André Wurmser, auteur de « La comédie inhumaine »
Dans « Les “œillères” d’Henri Guillemin », newsletter diffusée le 1er novembre 2019 (pour la relire, cliquez ici), j’ai évoqué le recul obstiné de Guillemin devant Balzac, dont la lecture, à l’en croire, l’a toujours « embêté à crever » comme il le dit dans Henri Guillemin tel quel (Utovie, 2017, p. 243).
Dans ces mêmes entretiens de 1977, il m’a également parlé du critique communiste André Wurmser, un de ses plus chauds partisans, mais dont il se méfiait grandement comme il se méfiait de tous les communistes – à tel point que dans la marge du “tapuscrit” de l’enregistrement, que je lui avais envoyé pour relecture, il a écrit en rouge : « Je vous serais reconnaissant de supprimer tout [souligné deux fois] ce qui concerne Wurmser » (ibid., p. 140, n. 2). Sans vraiment d’explication – mais j’y reviendrai.
Le lien entre Balzac, Guillemin et Wurmser se fait naturellement par l’intermédiaire d’une grosse “brique” de 800 pages, La Comédie inhumaine, publiée chez Gallimard en 1964.
Autant Guillemin rejette Balzac, autant Wurmser l’aime. Et même s’il est impossible de détailler l’ensemble de cet énorme essai, où l’auteur fait la synthèse de plus de vingt ans de lectures et de relectures, cela vaut le coup d’y aller voir.

▶ **CONSIGNES**:
1/ Résumez le texte sur André Wurmser en deux phrases.
2/ Réécrivez plus brièvement le paragraphe du texte qui commence par « Dans ces mêmes entretiens de 1977 », sans perdre ses faits principaux.
La liste n'est pas nécessaire pour répondre.

▶ **DONNÉES AFFICHÉES**:
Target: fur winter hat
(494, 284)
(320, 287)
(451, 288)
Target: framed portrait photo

▶ **RÉPONSES**:
1/ Dans des entretiens de 1977, Henri Guillemin, que la lecture de Balzac a toujours ennuyé, a aussi parlé du critique communiste André Wurmser, l'un de ses plus chauds partisans, dont il se méfiait au point de demander la suppression de tout ce qui le concernait. Le lien entre les trois passe par La Comédie inhumaine, essai de 800 pages publié chez Gallimard en 1964, où Wurmser, qui aime Balzac autant que Guillemin le rejette, fait la synthèse de plus de vingt ans de lectures.

2/ Dans ces entretiens de 1977, Guillemin a aussi évoqué le critique communiste André Wurmser, l'un de ses plus chauds partisans, dont il se méfiait beaucoup, comme de tous les communistes. En marge du tapuscrit de l'enregistrement, il a demandé par écrit que soit supprimé tout ce qui concernait Wurmser, sans vraiment s'en expliquer.